§ SUPPLIED TEXT
★ ★ ★
Winrod v. Wolters

74 P. 1037 | Cal. | 1903

The defendant Wolters commenced an action against Bullock, Whitmore, Turner et al., as mining partners doing business under the firm name of Harmonia Mining Company. In said suit a writ of attachment issued, and under it the sheriff took into his possession certain property supposed to belong to the copartnership defendants in said action. Thereupon the plaintiffs in this case, under the provisions of section 1206 of the Code of Civil Procedure, gave notice by verified statements of their claims against the defendants in that case for labor performed within sixty *401 days next before said attachment, which notice was served as provided by the statute. It was then discovered by the plaintiff therein, Wolters, as well as by the labor claimants, that the Harmonia Mining Company was a corporation, and not a partnership, and nothing further was done in that action. The labor claimants then commenced the action now before us on appeal, in which they make Wolters, the Harmonia Mining Company (a corporation), and Busch, the sheriff who levied the attachment, defendants.
★ ★ ★
§ INFORMATION SUPPLIED
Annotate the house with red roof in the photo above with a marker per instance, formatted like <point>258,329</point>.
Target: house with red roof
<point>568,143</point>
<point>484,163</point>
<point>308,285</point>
★ ★ ★
§ ACTIONS TO TAKE
1. Answer these questions using the Winrod v. Wolters opinion:
(a) Under what firm name did Wolters sue Bullock, Whitmore, Turner et al. as mining partners?
(b) Under which section of the Code of Civil Procedure did the plaintiffs give notice of their claims?
(c) What is the name of the sheriff who levied the attachment?
2. Extend the Winrod v. Wolters opinion, starting after its final sentence.

§ ANSWERS TO THE EXERCISE
1.
(a) Harmonia Mining Company
(b) Section 1206
(c) Busch

2.
The complaint sets up the foregoing facts and avers "that the plaintiffs have no speedy or adequate remedy at law or by motion in said suit No. 1002 (the attachment suit), and that the Harmonia Mining Company (a corporation) is insolvent." It also alleges: "That these plaintiffs heretofore moved in said case, No. 1002, for an order requiring the aforesaid sheriff to sell said attached property, but that the court on the objection of said J.C. Wolters denied the motion, and that they thereafter moved in said case for permission to file a cross-complaint therein, alleging substantially the same facts as are herein alleged and bringing in said sheriff and said Harmonia Mining Company (a corporation) as new parties, but that this motion, like the other, was on the objection of said J.C. Wolters, denied."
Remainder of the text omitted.